WHAT NEEDS TO BE DONE: Continue the news article about the Institute of Medicine report on medical marijuana, starting after its final sentence.

TEXT EXCERPT:
════════
Still, the report was seen as a victory by many who advocate the use
of marijuana as medicine. The response from drug-fighting groups was
subdued.
An explosion of recent scientific work, as well as patient anecdotes,
shows that compounds in marijuana have the potential to ease some of
medicine's most intractable problems, the Institute of Medicine report
said. The institute is an independent research organization chartered
by the National Academy of Sciences and conducts studies of issues
related to health and science.
But the authors of the report warned that smoking marijuana carried
its own health hazards -- including lung damage and low-birth-weight
babies -- and should be used only as a last resort after standard
therapies had failed. Addiction was seen as a relatively minor problem
likely to affect only a few users.
To avoid the smoke, the authors called for new delivery systems, such
as inhalers, and for the development of pharmaceutical drugs made from
or modeled after the active ingredients in marijuana, chemicals known
as cannabinoids.
"Marijuana's future as a medicine does not involve smoking," said
Stanley Watson, a neuroscientist and substance-abuse expert from the
University of Michigan who cowrote the report. "It involves exploiting
the potential in cannabinoids."
The endorsement pleased groups that have been working to make
marijuana available to patients. Many were expecting a call for
further research. "It's a discreet but clear call to make marijuana
available," said Ethan A. Nadelman, who directs the Lindesmith Center,
a New York-based drug-policy think tank.
════════
DATA:
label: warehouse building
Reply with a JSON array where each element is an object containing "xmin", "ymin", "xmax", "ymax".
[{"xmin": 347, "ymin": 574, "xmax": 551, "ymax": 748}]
════════
ANSWER TO THIS TASK:
Other advocates, including the National Organization for the Reform of
Marijuana Laws and Harvard Medical School professor Lester Grinspoon,
were more critical, calling the report "tepid" and "political." They
said it ignored the fact that many patients had successfully used
marijuana as medicine for years with few harmful effects.
Battles over medical marijuana have raged across the nation since
1996, when California passed a ballot initiative that removed any
state penalties for people who used marijuana for medicinal purposes.
Since then, Arizona, Alaska, Oregon, Nevada and Washington state have
passed laws permitting the use of medical marijuana.
Many mainstream medical organizations, and the relatively conservative
New England Journal of Medicine, have endorsed the use of medical marijuana.
But last fall Congress overwhelmingly passed a resolution condemning
medical use of marijuana, and because federal law still outlaws
marijuana use, many physicians are reluctant to prescribe it, even in
states that have passed initiatives. 'Nothing's happened'
"There are so many strictures on doctors, so much uncertainty on the
part of licensing boards . . . that nothing's happened," said Dr. John
A. Benson Jr., a former dean of the Oregon Health Sciences University
School of Medicine and the report's other coauthor.
In Philadelphia, Lawrence Elliott Hirsch, a lawyer who has filed a
class-action suit against the federal government over its
medical-marijuana policy, called the new recommendations "too little,
too late." He said doctors should immediately be able to prescribe
marijuana to alleviate the pain and suffering of patients.
The suit, filed in U.S. District Court in Philadelphia last summer,
names 165 plaintiffs around the country who say that marijuana has
provided the only relief they have found from a wide array of
ailments, ranging from the nausea associated with the new AIDS drugs
to the muscle spasms that often accompany multiple sclerosis.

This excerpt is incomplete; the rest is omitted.